*Set problem*.
Gather every line of the records below that contains the string "cloudy", and copy each one unchanged.
[Begin]
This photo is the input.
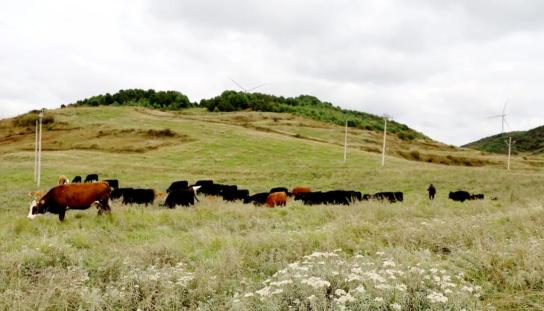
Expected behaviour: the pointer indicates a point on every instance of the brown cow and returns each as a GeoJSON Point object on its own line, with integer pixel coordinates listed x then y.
{"type": "Point", "coordinates": [298, 190]}
{"type": "Point", "coordinates": [72, 196]}
{"type": "Point", "coordinates": [63, 180]}
{"type": "Point", "coordinates": [276, 198]}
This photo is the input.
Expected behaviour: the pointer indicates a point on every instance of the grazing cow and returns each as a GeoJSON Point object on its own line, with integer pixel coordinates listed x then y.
{"type": "Point", "coordinates": [279, 189]}
{"type": "Point", "coordinates": [207, 187]}
{"type": "Point", "coordinates": [159, 195]}
{"type": "Point", "coordinates": [460, 196]}
{"type": "Point", "coordinates": [477, 196]}
{"type": "Point", "coordinates": [72, 196]}
{"type": "Point", "coordinates": [36, 194]}
{"type": "Point", "coordinates": [63, 180]}
{"type": "Point", "coordinates": [114, 183]}
{"type": "Point", "coordinates": [178, 185]}
{"type": "Point", "coordinates": [391, 197]}
{"type": "Point", "coordinates": [257, 199]}
{"type": "Point", "coordinates": [239, 194]}
{"type": "Point", "coordinates": [276, 198]}
{"type": "Point", "coordinates": [183, 197]}
{"type": "Point", "coordinates": [91, 178]}
{"type": "Point", "coordinates": [139, 196]}
{"type": "Point", "coordinates": [119, 192]}
{"type": "Point", "coordinates": [432, 192]}
{"type": "Point", "coordinates": [298, 190]}
{"type": "Point", "coordinates": [330, 197]}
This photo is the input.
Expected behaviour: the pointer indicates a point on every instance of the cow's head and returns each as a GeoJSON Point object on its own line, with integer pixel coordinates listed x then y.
{"type": "Point", "coordinates": [36, 208]}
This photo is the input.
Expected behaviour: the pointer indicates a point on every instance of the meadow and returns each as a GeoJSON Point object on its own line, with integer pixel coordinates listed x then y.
{"type": "Point", "coordinates": [230, 256]}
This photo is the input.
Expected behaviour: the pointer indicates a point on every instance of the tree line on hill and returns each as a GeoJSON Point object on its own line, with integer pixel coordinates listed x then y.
{"type": "Point", "coordinates": [303, 105]}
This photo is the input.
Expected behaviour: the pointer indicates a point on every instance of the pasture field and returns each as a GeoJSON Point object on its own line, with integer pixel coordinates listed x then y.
{"type": "Point", "coordinates": [220, 256]}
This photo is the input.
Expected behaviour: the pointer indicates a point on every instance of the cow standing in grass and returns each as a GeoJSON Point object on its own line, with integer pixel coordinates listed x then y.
{"type": "Point", "coordinates": [432, 192]}
{"type": "Point", "coordinates": [276, 198]}
{"type": "Point", "coordinates": [72, 196]}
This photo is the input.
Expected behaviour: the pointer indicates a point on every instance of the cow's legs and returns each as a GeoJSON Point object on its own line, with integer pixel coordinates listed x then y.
{"type": "Point", "coordinates": [62, 213]}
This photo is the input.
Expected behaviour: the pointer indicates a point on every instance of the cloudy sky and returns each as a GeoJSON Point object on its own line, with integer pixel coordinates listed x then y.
{"type": "Point", "coordinates": [441, 67]}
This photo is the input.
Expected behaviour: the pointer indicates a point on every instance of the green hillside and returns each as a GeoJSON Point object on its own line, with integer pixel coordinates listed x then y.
{"type": "Point", "coordinates": [415, 255]}
{"type": "Point", "coordinates": [527, 142]}
{"type": "Point", "coordinates": [228, 101]}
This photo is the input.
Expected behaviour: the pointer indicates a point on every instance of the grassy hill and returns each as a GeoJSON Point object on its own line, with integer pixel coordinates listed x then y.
{"type": "Point", "coordinates": [527, 142]}
{"type": "Point", "coordinates": [217, 255]}
{"type": "Point", "coordinates": [229, 101]}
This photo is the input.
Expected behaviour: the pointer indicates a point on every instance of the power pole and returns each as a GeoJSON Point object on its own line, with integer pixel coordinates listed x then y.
{"type": "Point", "coordinates": [40, 149]}
{"type": "Point", "coordinates": [509, 143]}
{"type": "Point", "coordinates": [346, 142]}
{"type": "Point", "coordinates": [385, 118]}
{"type": "Point", "coordinates": [36, 154]}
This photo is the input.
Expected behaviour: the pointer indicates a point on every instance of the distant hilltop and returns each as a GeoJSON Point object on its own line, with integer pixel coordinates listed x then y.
{"type": "Point", "coordinates": [302, 105]}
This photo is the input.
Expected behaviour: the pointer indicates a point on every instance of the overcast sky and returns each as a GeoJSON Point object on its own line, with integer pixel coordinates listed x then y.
{"type": "Point", "coordinates": [441, 67]}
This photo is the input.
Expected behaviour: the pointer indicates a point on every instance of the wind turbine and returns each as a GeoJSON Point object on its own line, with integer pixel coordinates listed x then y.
{"type": "Point", "coordinates": [502, 116]}
{"type": "Point", "coordinates": [243, 88]}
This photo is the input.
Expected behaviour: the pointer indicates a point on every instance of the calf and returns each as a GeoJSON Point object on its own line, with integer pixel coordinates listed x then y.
{"type": "Point", "coordinates": [298, 190]}
{"type": "Point", "coordinates": [185, 197]}
{"type": "Point", "coordinates": [91, 178]}
{"type": "Point", "coordinates": [114, 183]}
{"type": "Point", "coordinates": [119, 192]}
{"type": "Point", "coordinates": [460, 196]}
{"type": "Point", "coordinates": [276, 198]}
{"type": "Point", "coordinates": [178, 185]}
{"type": "Point", "coordinates": [257, 199]}
{"type": "Point", "coordinates": [139, 196]}
{"type": "Point", "coordinates": [239, 194]}
{"type": "Point", "coordinates": [63, 180]}
{"type": "Point", "coordinates": [279, 189]}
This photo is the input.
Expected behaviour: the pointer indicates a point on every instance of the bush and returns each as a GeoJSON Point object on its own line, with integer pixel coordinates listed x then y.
{"type": "Point", "coordinates": [29, 119]}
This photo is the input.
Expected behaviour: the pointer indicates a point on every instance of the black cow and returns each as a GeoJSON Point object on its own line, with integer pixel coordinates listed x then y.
{"type": "Point", "coordinates": [119, 192]}
{"type": "Point", "coordinates": [91, 178]}
{"type": "Point", "coordinates": [178, 185]}
{"type": "Point", "coordinates": [257, 199]}
{"type": "Point", "coordinates": [183, 197]}
{"type": "Point", "coordinates": [337, 197]}
{"type": "Point", "coordinates": [479, 196]}
{"type": "Point", "coordinates": [239, 194]}
{"type": "Point", "coordinates": [391, 197]}
{"type": "Point", "coordinates": [114, 183]}
{"type": "Point", "coordinates": [139, 196]}
{"type": "Point", "coordinates": [279, 189]}
{"type": "Point", "coordinates": [460, 196]}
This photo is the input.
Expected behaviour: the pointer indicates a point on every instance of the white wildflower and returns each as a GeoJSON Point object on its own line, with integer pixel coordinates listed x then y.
{"type": "Point", "coordinates": [436, 297]}
{"type": "Point", "coordinates": [340, 292]}
{"type": "Point", "coordinates": [360, 289]}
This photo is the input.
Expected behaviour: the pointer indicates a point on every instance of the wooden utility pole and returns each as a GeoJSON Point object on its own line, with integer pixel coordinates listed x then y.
{"type": "Point", "coordinates": [385, 118]}
{"type": "Point", "coordinates": [40, 148]}
{"type": "Point", "coordinates": [346, 142]}
{"type": "Point", "coordinates": [509, 143]}
{"type": "Point", "coordinates": [36, 154]}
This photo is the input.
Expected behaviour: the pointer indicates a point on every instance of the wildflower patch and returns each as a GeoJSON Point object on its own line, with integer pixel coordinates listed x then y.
{"type": "Point", "coordinates": [332, 280]}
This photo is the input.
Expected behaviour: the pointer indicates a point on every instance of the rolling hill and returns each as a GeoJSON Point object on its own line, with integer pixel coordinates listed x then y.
{"type": "Point", "coordinates": [230, 256]}
{"type": "Point", "coordinates": [526, 142]}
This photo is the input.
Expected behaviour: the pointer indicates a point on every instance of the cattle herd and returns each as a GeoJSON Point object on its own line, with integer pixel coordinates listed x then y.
{"type": "Point", "coordinates": [77, 195]}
[End]
*Expected output*.
Expected behaviour: the pointer indicates a point on every instance of the cloudy sky and returns each as a GeoJSON Point object on its own line, with integer pixel coordinates listed x then y.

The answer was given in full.